◆ GIVEN REQUEST: Convert the lines below into a two-column CSV with the header row instruction,answer and one row per line. Place each line's text and its answer in separate double-quoted fields, and replace any line breaks inside a field with spaces.
[START RECORD SET]
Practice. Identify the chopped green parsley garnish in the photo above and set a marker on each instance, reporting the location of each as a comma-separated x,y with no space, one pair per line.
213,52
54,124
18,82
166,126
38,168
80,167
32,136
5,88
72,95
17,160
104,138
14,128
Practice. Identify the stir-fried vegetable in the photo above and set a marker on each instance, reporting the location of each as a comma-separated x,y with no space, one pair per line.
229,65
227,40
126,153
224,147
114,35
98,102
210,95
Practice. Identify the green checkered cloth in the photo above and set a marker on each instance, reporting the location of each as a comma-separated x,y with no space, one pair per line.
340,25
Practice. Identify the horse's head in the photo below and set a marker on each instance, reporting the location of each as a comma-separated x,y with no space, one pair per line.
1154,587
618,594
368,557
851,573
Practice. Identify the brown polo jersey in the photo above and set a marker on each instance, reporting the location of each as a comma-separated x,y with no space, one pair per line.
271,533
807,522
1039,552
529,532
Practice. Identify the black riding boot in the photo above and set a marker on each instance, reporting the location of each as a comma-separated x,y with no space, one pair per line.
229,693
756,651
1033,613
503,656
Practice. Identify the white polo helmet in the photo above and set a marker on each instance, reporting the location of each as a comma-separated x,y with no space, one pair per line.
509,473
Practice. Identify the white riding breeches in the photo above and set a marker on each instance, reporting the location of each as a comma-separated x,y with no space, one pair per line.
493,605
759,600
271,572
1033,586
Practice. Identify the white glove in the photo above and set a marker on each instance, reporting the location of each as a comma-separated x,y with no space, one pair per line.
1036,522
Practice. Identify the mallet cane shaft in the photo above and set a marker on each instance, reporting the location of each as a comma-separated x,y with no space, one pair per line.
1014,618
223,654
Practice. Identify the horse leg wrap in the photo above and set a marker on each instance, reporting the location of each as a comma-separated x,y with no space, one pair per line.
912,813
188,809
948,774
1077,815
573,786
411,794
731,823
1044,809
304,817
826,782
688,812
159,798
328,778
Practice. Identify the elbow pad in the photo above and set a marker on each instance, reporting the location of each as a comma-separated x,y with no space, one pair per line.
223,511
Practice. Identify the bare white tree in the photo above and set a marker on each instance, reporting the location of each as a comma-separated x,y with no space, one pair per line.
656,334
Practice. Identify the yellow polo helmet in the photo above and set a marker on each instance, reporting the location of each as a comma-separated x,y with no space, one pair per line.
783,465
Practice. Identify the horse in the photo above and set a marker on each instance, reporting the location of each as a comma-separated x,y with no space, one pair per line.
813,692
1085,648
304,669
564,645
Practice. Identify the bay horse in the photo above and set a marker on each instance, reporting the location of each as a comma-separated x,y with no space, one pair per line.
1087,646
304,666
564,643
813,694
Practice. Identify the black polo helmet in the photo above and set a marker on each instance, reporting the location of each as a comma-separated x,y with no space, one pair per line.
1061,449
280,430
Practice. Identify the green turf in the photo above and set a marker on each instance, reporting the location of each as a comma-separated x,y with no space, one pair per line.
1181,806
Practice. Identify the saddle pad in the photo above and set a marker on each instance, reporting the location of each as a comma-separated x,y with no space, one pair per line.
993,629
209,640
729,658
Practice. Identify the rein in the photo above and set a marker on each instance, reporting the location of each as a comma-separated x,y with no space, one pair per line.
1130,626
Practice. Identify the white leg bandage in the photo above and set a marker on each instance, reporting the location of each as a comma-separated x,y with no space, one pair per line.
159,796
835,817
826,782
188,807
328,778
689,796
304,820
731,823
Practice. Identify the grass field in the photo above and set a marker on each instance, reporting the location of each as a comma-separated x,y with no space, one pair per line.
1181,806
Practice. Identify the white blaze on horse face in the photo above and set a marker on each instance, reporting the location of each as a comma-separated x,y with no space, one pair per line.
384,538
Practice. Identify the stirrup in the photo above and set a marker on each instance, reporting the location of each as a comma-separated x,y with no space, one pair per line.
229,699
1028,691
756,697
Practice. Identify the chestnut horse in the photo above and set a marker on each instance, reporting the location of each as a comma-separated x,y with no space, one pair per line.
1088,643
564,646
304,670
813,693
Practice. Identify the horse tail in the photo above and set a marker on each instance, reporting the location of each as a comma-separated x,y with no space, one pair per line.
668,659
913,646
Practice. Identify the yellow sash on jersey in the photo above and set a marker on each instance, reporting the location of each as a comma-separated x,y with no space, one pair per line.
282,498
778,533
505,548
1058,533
[END RECORD SET]
◆ RESPONSE FOR THIS EXERCISE:
instruction,answer
"Practice. Identify the chopped green parsley garnish in the photo above and set a marker on each instance, reporting the location of each as a comma-separated x,y with no space, one pair per line.","213,52 54,124 18,82 166,126 38,168 80,167 32,136 5,88 72,95 17,160 104,138 14,128"
"Practice. Identify the stir-fried vegetable in the photo above and set a marker on each instance, reporting the location of each as a comma-separated x,y with no space, one pair per line.","229,65 227,40 126,153 224,147 114,35 98,102 210,95"
"Practice. Identify the green checkered cloth in the photo above and set a marker on each instance, reporting the location of each as a comma-separated x,y with no space, one pair per line.","340,25"
"Practice. Identify the horse's head in the photo below and set a marker on each instance, reporting the location of each as a comma-separated x,y with no space, one pair per line.","1154,587 618,594 368,557 851,573"
"Practice. Identify the brown polo jersey in the photo above and set a marker on each instance, reporting the location of each as a comma-separated x,y with no space, one pair per line.","271,533 807,522 1039,552 529,532"
"Practice. Identify the black riding boot in the photo above and set a marker on each instance, reporting the location of each as a comma-separated x,y with no space, one pair per line.","229,693 756,651 1033,613 503,656"
"Practice. Identify the white polo helmet in the photo above and set a marker on each instance, reporting the location of each as a comma-separated x,y with no space, one pair per line.","509,473"
"Practice. Identify the white riding breeches in the photo above and set a marker on each instance, reporting the location of each as a comma-separated x,y with no space, one pair per line.","493,605 759,600 271,572 1033,586"
"Practice. Identify the white glove in the photo above and set a marker on each instance, reporting the location of each as a comma-separated x,y with no space, one pair per line.","1036,522"
"Practice. Identify the mallet cane shaft in the photo above and set a marker on each instance, reporting the location of each as a comma-separated x,y with no space, one pair per line.","1014,618 223,654"
"Practice. Identify the horse leg wrap in the photo above and set a marker on each instance, reporting the location of each as a comma-separated x,y with no space, one pair per line.","912,813 188,809 948,774 1077,815 573,786 411,794 731,823 1044,809 304,817 826,782 688,812 159,798 328,778"
"Practice. Identify the elbow pad in the photo above and set a marker on each instance, reporting the location of each as a comma-separated x,y with no space, one pair per line.","223,511"
"Practice. Identify the bare white tree in the photo above and set a marker on each instance, reporting the location of each as a comma-separated x,y with no space, one pair per line.","656,334"
"Practice. Identify the yellow polo helmet in the photo above and set a marker on each instance, reporting the location of each as a comma-separated x,y with no space, one pair per line.","783,465"
"Practice. Identify the horse in the photo above and set a marker on each instance, reporting the location of each as a comma-separated x,y with no space, one pair per line.","813,692 1085,648 304,669 564,645"
"Practice. Identify the bay horse in the photo above and set a marker on each instance, reporting the location of each as a comma-separated x,y with no space, one pair per line.","1087,646 304,666 564,643 813,694"
"Practice. Identify the black polo helmet in the photo above and set a marker on each instance, reporting the location of each as a comma-separated x,y with no space, one pair per line.","1061,449 280,430"
"Practice. Identify the green turf in the photo above and set a marker on each instance, reporting the location of each as a comma-separated x,y with no space, one pair per line.","1181,806"
"Practice. Identify the saddle pad in the photo above and set a marker on each instance, reporting the location of each as a comma-separated x,y with no space, one pair per line.","993,629 209,640 729,658"
"Practice. Identify the rein in the photo above and set a marker on each instance, reporting the location of each as a comma-separated x,y with no space, one pair per line.","1130,626"
"Practice. Identify the white leg bandage in the photo above and set a marker on each instance, reporting the location of each as a comma-separated x,y with no space, one pair per line.","159,796 835,817 826,782 188,807 328,778 689,796 304,820 731,823"
"Practice. Identify the grass field in the photo above and set a marker on each instance, reporting the location of each as a comma-separated x,y with no space, one pair per line.","1181,806"
"Practice. Identify the white blaze on horse face in the photo above and set a marker on each instance, reporting the location of each as a comma-separated x,y with no space, one pair per line.","384,538"
"Practice. Identify the stirrup in the photo above and set a marker on each instance, reporting the location of each as a comma-separated x,y with no space, one pair per line.","229,699 1028,691 756,697"
"Practice. Identify the chestnut horse in the photo above and set a marker on each instance, reporting the location of each as a comma-separated x,y with no space, one pair per line.","1088,643 564,646 304,670 813,693"
"Practice. Identify the horse tail in the photo above and set a marker on each instance, reporting the location of each as a comma-separated x,y with no space, one pair per line.","668,659 913,646"
"Practice. Identify the yellow sash on jersey in the photo above and set a marker on each instance, reporting the location of each as a comma-separated x,y with no space, one pair per line.","282,498 778,533 505,548 1058,533"